(Data entries)

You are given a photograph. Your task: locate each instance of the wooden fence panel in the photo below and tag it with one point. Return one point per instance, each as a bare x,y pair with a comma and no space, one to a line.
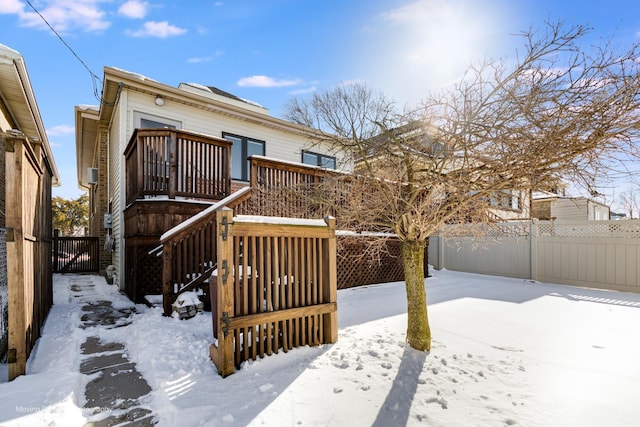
275,288
28,223
75,254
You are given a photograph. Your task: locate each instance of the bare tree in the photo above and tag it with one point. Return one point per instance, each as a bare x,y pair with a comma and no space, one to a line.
559,111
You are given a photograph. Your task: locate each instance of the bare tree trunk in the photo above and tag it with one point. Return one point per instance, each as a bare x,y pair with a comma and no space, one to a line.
418,330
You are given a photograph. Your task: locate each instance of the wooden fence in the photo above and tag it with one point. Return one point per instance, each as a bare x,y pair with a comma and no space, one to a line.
275,287
75,254
28,235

__Task brief__
Write out all of the rows above again, word for word, leaving out the picture.

__Result of this exercise__
You are given a photograph. Your task: locate each instance of the wooden fence panel in the photo below and tag it with one point. Return one point per instance, each as a bare x,y pair with a comma and no space, one to a line.
275,288
28,223
75,254
You are given a photograph. Your task: locate each instance of the bare tree in the photo above and tag it with one point. Return one point per instance, each as a bare x,y pair with a comma and no space, one to a line.
559,111
You are given a photograph. Your task: locate each instance of the bare tree trunk in the photo above and tag it with one point. Return one point per instance, each as a bare x,y pair with a comma and no space, one to a line.
418,330
You are given a photograph. Your task: locate each instance of the wooden fence in the photo above and tag it with one point. Return one point per instance, each as a bare x,y pair with a comma and no space, one to a line.
275,287
75,254
28,235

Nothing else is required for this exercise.